**EXTRACTED TEXT**
....
Investigators in Jacksonville, North Carolina, announced yesterday they now believe a trans woman whose lifeless body was found last month was murdered, but police and local media continue to use the victim’s deadname in public records. The body of Jenna Franks, 34, was found by city workers February 24th in a wooded area adjacent to a ditch they were clearing. GLAAD and friends of Franks called out the Jacksonville Police Department and local media for repeatedly misgendering her in death. Franks is the 9th known transgender victim of violence so far this year in the United States.
“Information obtained over the few days have investigators treating the case as a homicide,” Captain Mike Capps, supervisor of Jacksonville Police Department Investigative Services Division, said in a statement. He declined to release any further information at the time “due to the open investigation” but again deadnamed Franks in his statement.
Police were called to investigate the discovery of a body by personnel from the Jacksonville City Streets Division in the area of Ellis Boulevard and White Street on Wednesday of last week. Workers led police to the lifeless body of Franks which was located between a bike path and Ellis Boulevard. Police have released little information on her death other than to say they now are investigating the case as a homicide.
....
**EXTRACTED MATERIAL**
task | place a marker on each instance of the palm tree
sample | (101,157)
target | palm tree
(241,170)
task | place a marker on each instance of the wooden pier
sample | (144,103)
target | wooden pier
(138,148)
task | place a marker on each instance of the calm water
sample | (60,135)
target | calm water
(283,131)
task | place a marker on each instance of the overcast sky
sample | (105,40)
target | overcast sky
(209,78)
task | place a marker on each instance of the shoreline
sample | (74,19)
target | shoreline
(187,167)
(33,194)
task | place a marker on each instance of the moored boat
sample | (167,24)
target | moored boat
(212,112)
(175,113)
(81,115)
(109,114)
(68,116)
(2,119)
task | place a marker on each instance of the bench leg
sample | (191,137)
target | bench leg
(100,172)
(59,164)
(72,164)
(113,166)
....
**WORK TO DO**
Repeat the full news report above about the Jacksonville homicide investigation, word for word.

**TASK SOLUTION**
Investigators in Jacksonville, North Carolina, announced yesterday they now believe a trans woman whose lifeless body was found last month was murdered, but police and local media continue to use the victim’s deadname in public records. The body of Jenna Franks, 34, was found by city workers February 24th in a wooded area adjacent to a ditch they were clearing. GLAAD and friends of Franks called out the Jacksonville Police Department and local media for repeatedly misgendering her in death. Franks is the 9th known transgender victim of violence so far this year in the United States.
“Information obtained over the few days have investigators treating the case as a homicide,” Captain Mike Capps, supervisor of Jacksonville Police Department Investigative Services Division, said in a statement. He declined to release any further information at the time “due to the open investigation” but again deadnamed Franks in his statement.
Police were called to investigate the discovery of a body by personnel from the Jacksonville City Streets Division in the area of Ellis Boulevard and White Street on Wednesday of last week. Workers led police to the lifeless body of Franks which was located between a bike path and Ellis Boulevard. Police have released little information on her death other than to say they now are investigating the case as a homicide.